O rastreamento de possíveis sintomas emocionais não espera o nascimento do bebê para começar. “O trabalho inicia ainda no pré-natal. Se a enfermagem identifica algum risco ou indício de depressão, a gestante é encaminhada ao serviço social e à psicologia”, relata Ana Paula. O serviço social realiza uma visita domiciliar, buscando compreender o contexto familiar e social da gestante, enquanto a psicologia dá seguimento ao acompanhamento.
Essa abordagem integrada permite não apenas identificar sinais de sofrimento, mas também fortalecer vínculos familiares e comunitários. “A atenção muitas vezes se concentra só na gestação, no bebê, na amamentação. Mas ali está também uma mulher, uma mãe, uma trabalhadora, tentando se equilibrar em meio a tudo isso”, destaca Ana Paula. Ela reforça a importância do envolvimento dos parceiros: “Costumo dizer em atendimento que ‘pai não ajuda, pai faz obrigação’. É fundamental trabalhar as responsabilidades desses homens nesse contexto familiar.”
Atenção sem prazo fixo
O tempo de acompanhamento no pós-parto não tem limite estabelecido. “O atendimento será oferecido conforme a demanda. Não há um tempo específico para conclusão”, afirma Ana Paula. A continuidade do cuidado é garantida pela articulação com as Unidades Básicas de Saúde e, quando necessário, com o Hospital Montenegro, que também atua no encaminhamento de casos para a SMS.
Doenças como sífilis, HIV, diabetes e a própria depressão pós-parto fazem parte das condições que exigem atenção especial. O planejamento familiar também integra as ações do programa, ajudando mães e casais a organizarem suas vidas de acordo com suas realidades.
Impacto na vida real
Mais do que números, são as histórias e vínculos que mostram os frutos do trabalho. “Muitas mães retornam para agradecer. Já acompanhei mulheres que atendi quando eram crianças e que agora, adultas, me procuram durante a gestação. Isso é o melhor reconhecimento do nosso trabalho”, diz a assistente social, que atua há 25 anos no serviço público municipal.
O atendimento contínuo e humanizado também tem um reflexo importante: muitos pais, inicialmente acompanhantes, acabam se tornando usuários dos serviços de pediatria e buscam orientações junto à equipe da SMS. “Esse vínculo que construímos com as famílias permite uma continuidade do cuidado, tanto coletiva quanto individualmente”, conclui Ana Paula.
Índices de depressão pós-parto são grandes
A Organização Mundial da Saúde estima que cerca de 10% a 15% das mulheres desenvolvem depressão pós-parto em países de alta renda. Em países em desenvolvimento, a taxa pode chegar a 25% ou mais, especialmente em contextos de vulnerabilidade social e acesso limitado a cuidados de saúde mental.
No Brasil, estima-se que 1 em cada 4 mulheres (25%) possa apresentar sintomas depressivos no pós-parto. Um estudo da Fundação Oswaldo Cruz (Fiocruz), com mais de 23 mil mulheres, revelou que 26,3% apresentaram sinais de depressão pós-parto. Muitos casos não são diagnosticados, o que indica que os números reais podem ser ainda maiores.
Sintomas da doença
A depressão pós-parto pode surgir dias ou semanas após o nascimento do bebê e varia em intensidade. Alguns dos sintomas mais comuns incluem:
- tristeza persistente ou sensação de vazio;
- choro frequente sem motivo claro;
- falta de interesse ou prazer em atividades antes prazerosas;
- cansaço extremo, falta de energia;
- sentimentos de culpa, inutilidade ou incapacidade de cuidar do bebê;
- ansiedade excessiva ou ataques de pânico;
- irritabilidade ou raiva desproporcional;
- dificuldade de concentração ou tomada de decisões;
- alterações no sono (insônia ou sonolência excessiva);
- alterações no apetite;
- dificuldade de criar vínculo com o bebê;
- pensamentos de machucar a si mesma ou ao bebê (em casos graves).

Entradas de dados salvas:
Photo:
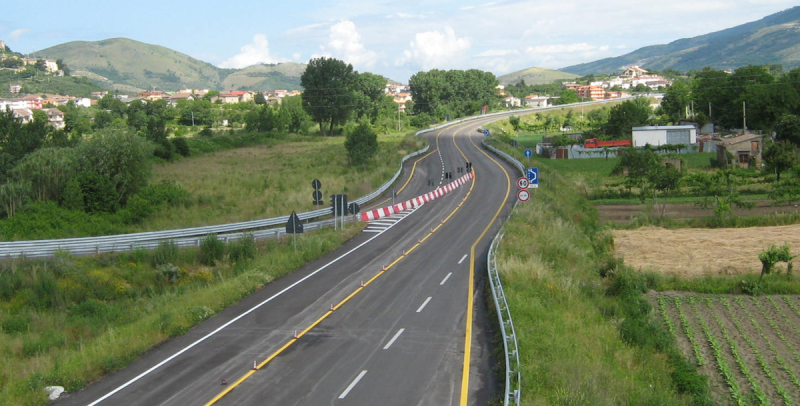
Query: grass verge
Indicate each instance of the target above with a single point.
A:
(585, 332)
(69, 321)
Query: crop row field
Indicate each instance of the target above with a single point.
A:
(748, 346)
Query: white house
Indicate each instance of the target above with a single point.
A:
(665, 134)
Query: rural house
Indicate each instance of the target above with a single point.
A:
(743, 148)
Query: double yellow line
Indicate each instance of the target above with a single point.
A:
(294, 339)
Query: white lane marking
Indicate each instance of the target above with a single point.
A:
(353, 384)
(425, 303)
(235, 319)
(389, 344)
(445, 279)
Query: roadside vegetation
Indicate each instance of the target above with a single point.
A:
(68, 321)
(585, 330)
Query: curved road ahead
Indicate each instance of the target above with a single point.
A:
(408, 325)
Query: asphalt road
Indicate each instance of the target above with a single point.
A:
(399, 336)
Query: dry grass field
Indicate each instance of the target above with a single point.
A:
(697, 252)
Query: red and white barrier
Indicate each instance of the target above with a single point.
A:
(417, 201)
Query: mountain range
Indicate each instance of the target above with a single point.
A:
(774, 39)
(132, 66)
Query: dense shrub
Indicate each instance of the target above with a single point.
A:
(181, 146)
(243, 248)
(165, 253)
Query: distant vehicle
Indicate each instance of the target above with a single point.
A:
(595, 143)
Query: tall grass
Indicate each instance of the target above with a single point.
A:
(68, 321)
(583, 339)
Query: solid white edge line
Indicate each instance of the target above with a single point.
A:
(425, 303)
(445, 279)
(235, 319)
(389, 344)
(353, 384)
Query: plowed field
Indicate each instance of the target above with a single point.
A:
(748, 346)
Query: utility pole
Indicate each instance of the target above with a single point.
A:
(744, 116)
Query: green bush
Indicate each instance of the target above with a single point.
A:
(211, 250)
(16, 324)
(138, 209)
(243, 248)
(98, 192)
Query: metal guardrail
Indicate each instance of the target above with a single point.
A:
(513, 382)
(182, 237)
(511, 351)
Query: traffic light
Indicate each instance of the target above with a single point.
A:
(339, 205)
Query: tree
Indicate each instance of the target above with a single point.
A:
(297, 120)
(121, 157)
(787, 128)
(626, 115)
(329, 92)
(361, 144)
(779, 156)
(676, 99)
(370, 95)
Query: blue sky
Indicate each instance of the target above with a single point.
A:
(391, 38)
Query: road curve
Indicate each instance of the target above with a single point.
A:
(408, 316)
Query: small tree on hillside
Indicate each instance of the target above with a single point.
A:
(361, 144)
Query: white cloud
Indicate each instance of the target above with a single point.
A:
(498, 52)
(345, 42)
(435, 49)
(252, 54)
(14, 35)
(407, 16)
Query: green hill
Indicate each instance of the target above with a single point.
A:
(775, 39)
(535, 76)
(130, 66)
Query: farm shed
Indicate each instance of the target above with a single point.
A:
(664, 134)
(742, 147)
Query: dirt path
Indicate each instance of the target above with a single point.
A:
(623, 213)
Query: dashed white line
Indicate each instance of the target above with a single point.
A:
(425, 303)
(389, 344)
(445, 279)
(353, 384)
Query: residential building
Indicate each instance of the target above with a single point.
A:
(744, 148)
(512, 101)
(25, 116)
(591, 92)
(534, 100)
(55, 118)
(663, 135)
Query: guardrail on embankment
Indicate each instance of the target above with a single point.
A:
(513, 381)
(182, 237)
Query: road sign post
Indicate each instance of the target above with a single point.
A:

• TAREFAS PROPOSTAS
(A) As afirmações a seguir estão de acordo com o texto sobre depressão pós-parto? Para cada uma, responda sim ou não e cite, sem alterações, as palavras do texto que decidem a resposta.
(i) O acompanhamento de sintomas emocionais só começa depois do nascimento do bebê.
(ii) O acompanhamento no pós-parto não tem prazo definido para terminar.
(iii) O estudo da Fiocruz envolveu mais de 23 mil mulheres.
(B) Segundo o texto sobre depressão pós-parto, quais são as respostas a estas perguntas?
(i) Há quantos anos a assistente social atua no serviço público municipal?
(ii) Que porcentagem de mulheres em países de alta renda desenvolve depressão pós-parto, segundo a estimativa da Organização Mundial da Saúde?
(iii) Que hospital também atua no encaminhamento de casos para a SMS?
As entradas são um material à parte, independente do texto.

• RESPOSTAS DO EXERCÍCIO
(A)
(i) Não: “O trabalho inicia ainda no pré-natal.”
(ii) Sim: “O tempo de acompanhamento no pós-parto não tem limite estabelecido.”
(iii) Sim: “Um estudo da Fundação Oswaldo Cruz (Fiocruz), com mais de 23 mil mulheres”

(B)
(i) Há 25 anos.
(ii) Cerca de 10% a 15%.
(iii) O Hospital Montenegro.